- _Directive a_: Gather every line of the records that contains the string "column".

An introduction to statistics in R

A series of tutorials by Mark Peterson for working in R

Start by loading today’s data. If you need to download the data, you can do so from these links, Save each to your data directory, and you should be set.

# Set working directory
# Note: copy the path from your old script to match your directories
setwd("~/path/to/class/scripts")

titanicData <- read.csv("../data/titanicData.csv")

9.2 Overview

This chapter will be a bit different than the others. It is focused on playing with some tools in R, rather than on statistical analysis. The tools learned here should hopefully be exciting and help you with the rest of what we will be doing.

9.3 Functions

In this section, we are going to do just a little bit of computer programming. I know, I know. This isn’t a computer science course, and you may already think there is too much computer use. All I can say is: trust me. I’m going to make this as easy as I can, and I truly think it will benefit you, both in your stats course and outside of it.

xkcd.com/519 The value of learning any programming at all.

I mentioned earlier that R is “Turing Complete” which means that it can, in principle, accomplish any task that a computer can do. I have even used R to randomize and rename a bunch of image files to make it easier to make a photo project. Understanding that computers do what you tell them to, and that you can tell them to do just about anything, will help you understand what R is doing when you call functions and help you realize that you can tackle any problem you want to.

9.3.1 What is a function?

In R, a function is the basic mechanism by which operation are done. We have been using a lot of them (e.g. sum, mean, summary, plot etc.), but we haven’t talked much about what they are. In R, functions are stored as variables, just like everything else. They just also have some special features, a few of which we will explore here.

In computer programming, the “Hello World” program is classically the first program demonstrated in any language. Here, we will see how to write it for R.

When we create a function, we save it as a variable using the same assignment notation we’ve been using, the <- operator. We create the function using the function function (as we might expect); for now, we won’t put any arguments inside the call to function. Finally, we tell R what to do when our function is called by putting it inside curly brackets ( { and } ) just like when we used apply (that was actually a small function that you have already written). Let’s see it in action.

# Write your first function
hello <- function(){
"Hello World!"
}

Now, when you run those lines, R won’t print any output, which is what we expect. To see the output, we now need to run the function, just like we run the built in functions:

# Run my function
hello()
## [1] "Hello World!"

It worked! You just wrote, or at least copied, a computer program. This also gives us a chance to look at some features of functions. Let’s try running it without the parentheses:

# Run without parentheses
hello
## function(){
##   "Hello World!"
## }

Now, it just tells us what the function is. This is a great way to see what any function in R is actually doing, if you are ever curious. It also means that you can copy that code and change the function if you want (I have done this often for functions that don’t quite do what I want). Let’s start by doing that for your program.

- _Supplied information_:
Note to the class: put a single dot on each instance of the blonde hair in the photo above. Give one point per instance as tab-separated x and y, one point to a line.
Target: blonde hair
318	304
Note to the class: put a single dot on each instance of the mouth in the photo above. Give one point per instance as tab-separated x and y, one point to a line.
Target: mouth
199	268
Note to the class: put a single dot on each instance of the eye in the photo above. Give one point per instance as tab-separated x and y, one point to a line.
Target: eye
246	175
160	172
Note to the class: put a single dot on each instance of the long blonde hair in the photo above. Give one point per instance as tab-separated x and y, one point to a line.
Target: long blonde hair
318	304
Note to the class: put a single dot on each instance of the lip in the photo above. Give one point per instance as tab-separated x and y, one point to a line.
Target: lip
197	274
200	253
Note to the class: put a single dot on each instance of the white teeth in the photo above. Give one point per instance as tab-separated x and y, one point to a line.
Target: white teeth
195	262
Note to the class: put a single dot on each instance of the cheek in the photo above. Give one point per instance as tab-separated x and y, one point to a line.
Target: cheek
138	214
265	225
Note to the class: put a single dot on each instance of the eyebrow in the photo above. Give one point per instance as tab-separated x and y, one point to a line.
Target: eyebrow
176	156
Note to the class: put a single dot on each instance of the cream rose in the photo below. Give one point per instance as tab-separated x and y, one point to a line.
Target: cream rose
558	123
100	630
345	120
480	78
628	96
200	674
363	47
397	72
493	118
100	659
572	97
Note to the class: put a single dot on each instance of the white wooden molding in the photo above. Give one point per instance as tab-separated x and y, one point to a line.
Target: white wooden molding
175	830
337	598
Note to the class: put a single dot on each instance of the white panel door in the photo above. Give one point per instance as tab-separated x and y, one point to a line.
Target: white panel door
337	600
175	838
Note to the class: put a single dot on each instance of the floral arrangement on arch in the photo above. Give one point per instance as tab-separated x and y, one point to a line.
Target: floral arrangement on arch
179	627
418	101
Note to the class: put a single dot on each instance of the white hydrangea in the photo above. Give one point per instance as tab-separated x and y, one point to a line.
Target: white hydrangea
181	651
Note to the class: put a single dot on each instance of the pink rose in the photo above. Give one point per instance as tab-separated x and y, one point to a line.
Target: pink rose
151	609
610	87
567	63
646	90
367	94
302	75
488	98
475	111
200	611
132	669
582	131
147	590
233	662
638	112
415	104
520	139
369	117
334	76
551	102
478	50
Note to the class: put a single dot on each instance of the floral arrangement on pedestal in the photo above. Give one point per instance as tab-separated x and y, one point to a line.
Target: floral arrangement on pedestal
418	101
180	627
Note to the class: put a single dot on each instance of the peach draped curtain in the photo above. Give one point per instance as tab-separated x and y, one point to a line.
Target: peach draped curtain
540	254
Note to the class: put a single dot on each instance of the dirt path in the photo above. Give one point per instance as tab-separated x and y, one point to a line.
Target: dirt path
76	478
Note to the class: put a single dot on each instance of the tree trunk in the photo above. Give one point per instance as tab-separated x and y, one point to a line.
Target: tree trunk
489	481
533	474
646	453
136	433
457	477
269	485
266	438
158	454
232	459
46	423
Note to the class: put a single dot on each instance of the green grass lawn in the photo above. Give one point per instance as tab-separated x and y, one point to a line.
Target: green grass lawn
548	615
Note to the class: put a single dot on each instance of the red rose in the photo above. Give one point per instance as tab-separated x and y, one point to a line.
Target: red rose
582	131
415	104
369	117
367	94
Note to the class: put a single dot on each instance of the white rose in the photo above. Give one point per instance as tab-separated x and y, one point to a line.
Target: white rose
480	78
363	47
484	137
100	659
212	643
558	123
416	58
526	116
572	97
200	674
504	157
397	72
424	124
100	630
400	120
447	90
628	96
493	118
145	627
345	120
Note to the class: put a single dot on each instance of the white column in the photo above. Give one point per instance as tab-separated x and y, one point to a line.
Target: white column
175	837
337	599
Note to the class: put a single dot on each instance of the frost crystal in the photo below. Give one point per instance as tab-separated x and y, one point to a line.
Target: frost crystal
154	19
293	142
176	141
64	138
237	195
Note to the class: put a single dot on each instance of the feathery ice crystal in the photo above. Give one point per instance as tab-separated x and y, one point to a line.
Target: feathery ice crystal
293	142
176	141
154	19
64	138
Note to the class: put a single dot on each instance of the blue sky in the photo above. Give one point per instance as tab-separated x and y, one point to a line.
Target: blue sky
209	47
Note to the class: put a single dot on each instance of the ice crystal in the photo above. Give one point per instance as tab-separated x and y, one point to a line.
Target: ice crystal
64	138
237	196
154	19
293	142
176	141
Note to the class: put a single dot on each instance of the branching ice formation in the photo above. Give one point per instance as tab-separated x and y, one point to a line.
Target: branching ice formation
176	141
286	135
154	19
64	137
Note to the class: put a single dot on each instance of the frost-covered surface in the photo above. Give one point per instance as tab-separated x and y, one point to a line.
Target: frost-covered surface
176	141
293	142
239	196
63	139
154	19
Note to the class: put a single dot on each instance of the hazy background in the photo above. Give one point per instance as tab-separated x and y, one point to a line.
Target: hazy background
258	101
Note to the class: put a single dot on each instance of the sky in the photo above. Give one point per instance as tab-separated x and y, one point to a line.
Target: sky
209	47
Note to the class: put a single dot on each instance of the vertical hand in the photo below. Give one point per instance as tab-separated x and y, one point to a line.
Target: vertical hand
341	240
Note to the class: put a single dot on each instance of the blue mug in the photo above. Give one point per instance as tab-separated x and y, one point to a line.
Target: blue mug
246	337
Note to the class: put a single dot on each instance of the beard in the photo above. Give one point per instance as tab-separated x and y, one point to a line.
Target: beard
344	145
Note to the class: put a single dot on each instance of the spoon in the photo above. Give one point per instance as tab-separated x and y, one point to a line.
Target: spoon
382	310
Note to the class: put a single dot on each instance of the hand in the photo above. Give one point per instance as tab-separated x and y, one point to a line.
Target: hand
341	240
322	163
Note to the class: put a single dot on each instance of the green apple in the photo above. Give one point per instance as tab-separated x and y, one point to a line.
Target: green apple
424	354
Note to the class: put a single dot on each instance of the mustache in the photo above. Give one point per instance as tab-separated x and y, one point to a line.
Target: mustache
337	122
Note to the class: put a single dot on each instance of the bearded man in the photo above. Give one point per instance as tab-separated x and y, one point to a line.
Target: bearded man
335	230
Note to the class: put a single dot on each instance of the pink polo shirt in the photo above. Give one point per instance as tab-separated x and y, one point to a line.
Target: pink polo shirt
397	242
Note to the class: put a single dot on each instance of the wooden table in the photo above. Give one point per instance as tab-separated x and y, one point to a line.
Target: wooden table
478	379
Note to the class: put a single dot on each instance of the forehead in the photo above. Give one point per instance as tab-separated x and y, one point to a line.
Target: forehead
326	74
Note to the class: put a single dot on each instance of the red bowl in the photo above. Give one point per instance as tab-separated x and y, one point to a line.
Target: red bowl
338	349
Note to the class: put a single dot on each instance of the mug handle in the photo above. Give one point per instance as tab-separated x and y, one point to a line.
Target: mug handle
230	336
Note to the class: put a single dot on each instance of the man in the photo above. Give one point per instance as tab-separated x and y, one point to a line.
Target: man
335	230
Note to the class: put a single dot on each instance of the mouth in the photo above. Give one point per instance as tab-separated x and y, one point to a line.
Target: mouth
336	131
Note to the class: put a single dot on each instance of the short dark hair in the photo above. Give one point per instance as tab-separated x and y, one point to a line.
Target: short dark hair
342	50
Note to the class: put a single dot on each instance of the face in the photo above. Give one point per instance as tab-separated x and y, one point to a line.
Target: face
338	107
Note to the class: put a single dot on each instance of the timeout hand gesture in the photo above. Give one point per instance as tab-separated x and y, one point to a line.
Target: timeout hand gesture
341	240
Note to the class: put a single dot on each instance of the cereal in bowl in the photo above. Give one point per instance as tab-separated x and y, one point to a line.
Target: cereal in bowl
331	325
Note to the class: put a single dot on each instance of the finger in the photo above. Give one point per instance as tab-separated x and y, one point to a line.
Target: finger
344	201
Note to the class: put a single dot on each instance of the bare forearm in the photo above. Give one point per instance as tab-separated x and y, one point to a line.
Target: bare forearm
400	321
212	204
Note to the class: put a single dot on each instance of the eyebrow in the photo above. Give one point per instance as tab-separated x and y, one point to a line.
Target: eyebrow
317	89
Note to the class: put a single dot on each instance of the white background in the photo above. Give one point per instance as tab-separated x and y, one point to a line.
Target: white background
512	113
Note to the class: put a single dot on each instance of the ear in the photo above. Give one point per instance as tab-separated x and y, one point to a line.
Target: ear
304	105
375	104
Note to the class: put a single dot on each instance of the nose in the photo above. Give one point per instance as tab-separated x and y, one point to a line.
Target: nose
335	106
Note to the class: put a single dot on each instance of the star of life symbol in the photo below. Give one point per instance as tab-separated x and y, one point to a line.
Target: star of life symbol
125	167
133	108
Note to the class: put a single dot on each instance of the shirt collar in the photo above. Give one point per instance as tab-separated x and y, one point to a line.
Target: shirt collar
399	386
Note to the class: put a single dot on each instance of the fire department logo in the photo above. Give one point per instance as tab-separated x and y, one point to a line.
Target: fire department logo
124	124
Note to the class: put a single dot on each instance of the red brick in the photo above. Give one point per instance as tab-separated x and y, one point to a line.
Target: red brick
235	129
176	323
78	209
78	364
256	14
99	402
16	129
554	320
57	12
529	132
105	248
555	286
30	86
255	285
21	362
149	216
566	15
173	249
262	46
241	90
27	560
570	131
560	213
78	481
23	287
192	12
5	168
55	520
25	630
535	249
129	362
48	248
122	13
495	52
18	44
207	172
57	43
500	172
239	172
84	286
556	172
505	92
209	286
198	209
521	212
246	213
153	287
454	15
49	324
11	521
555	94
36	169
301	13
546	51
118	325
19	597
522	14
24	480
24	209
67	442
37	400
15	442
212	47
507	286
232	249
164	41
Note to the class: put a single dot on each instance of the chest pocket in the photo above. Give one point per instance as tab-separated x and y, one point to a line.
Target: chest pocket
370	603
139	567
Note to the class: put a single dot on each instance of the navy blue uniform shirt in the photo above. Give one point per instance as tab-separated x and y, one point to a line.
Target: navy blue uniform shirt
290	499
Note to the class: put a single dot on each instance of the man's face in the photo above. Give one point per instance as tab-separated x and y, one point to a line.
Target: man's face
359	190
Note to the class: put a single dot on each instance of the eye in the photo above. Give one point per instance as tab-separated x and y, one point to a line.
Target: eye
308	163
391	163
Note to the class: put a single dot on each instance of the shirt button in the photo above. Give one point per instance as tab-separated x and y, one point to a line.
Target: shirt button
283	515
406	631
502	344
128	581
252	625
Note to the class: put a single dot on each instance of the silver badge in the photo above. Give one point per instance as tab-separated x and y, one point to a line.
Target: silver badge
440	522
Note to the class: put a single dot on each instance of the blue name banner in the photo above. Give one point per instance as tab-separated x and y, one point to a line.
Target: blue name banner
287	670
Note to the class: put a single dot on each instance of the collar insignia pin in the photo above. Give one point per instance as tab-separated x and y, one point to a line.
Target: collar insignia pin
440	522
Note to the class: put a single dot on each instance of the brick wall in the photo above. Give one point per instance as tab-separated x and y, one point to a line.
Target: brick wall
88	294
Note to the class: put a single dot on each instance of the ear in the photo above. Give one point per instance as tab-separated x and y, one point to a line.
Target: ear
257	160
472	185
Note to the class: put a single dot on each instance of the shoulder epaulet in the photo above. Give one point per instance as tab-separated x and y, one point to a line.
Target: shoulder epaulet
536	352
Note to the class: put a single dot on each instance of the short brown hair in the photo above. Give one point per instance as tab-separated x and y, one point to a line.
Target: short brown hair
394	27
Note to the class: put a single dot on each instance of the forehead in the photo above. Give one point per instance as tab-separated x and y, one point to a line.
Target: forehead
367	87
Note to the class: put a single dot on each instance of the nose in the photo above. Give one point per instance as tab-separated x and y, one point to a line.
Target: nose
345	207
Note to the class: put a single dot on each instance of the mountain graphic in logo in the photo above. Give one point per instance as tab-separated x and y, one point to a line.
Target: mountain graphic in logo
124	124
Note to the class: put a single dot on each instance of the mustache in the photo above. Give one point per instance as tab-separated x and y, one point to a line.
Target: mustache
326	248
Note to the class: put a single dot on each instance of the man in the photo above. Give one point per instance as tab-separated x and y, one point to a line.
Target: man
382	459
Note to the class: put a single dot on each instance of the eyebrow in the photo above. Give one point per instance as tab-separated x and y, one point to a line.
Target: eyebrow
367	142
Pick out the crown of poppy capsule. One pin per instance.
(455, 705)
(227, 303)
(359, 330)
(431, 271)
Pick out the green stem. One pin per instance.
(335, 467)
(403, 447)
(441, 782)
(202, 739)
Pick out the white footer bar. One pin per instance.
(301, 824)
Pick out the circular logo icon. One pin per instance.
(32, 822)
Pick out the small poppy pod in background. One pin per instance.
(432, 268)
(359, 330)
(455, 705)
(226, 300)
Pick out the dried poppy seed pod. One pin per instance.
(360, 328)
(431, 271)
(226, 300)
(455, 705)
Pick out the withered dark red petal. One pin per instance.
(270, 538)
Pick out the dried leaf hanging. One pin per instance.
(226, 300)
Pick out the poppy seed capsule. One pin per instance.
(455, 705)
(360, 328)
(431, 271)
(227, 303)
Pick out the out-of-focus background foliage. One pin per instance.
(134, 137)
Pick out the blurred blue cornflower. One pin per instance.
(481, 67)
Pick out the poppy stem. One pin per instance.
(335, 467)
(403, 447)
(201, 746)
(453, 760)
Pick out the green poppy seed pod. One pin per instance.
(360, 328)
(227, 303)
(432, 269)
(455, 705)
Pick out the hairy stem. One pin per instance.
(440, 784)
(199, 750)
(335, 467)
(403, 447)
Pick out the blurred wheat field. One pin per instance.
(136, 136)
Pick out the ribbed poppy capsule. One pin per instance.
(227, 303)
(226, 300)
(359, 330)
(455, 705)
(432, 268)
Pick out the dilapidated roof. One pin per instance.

- _Directive b_: In the R tutorial above, list the functions named as examples inside the parentheses in the section "What is a function?".

- _Written solution a_:
Note to the class: put a single dot on each instance of the white column in the photo above. Give one point per instance as tab-separated x and y, one point to a line.
Target: white column

- _Written solution b_: sum, mean, summary, plot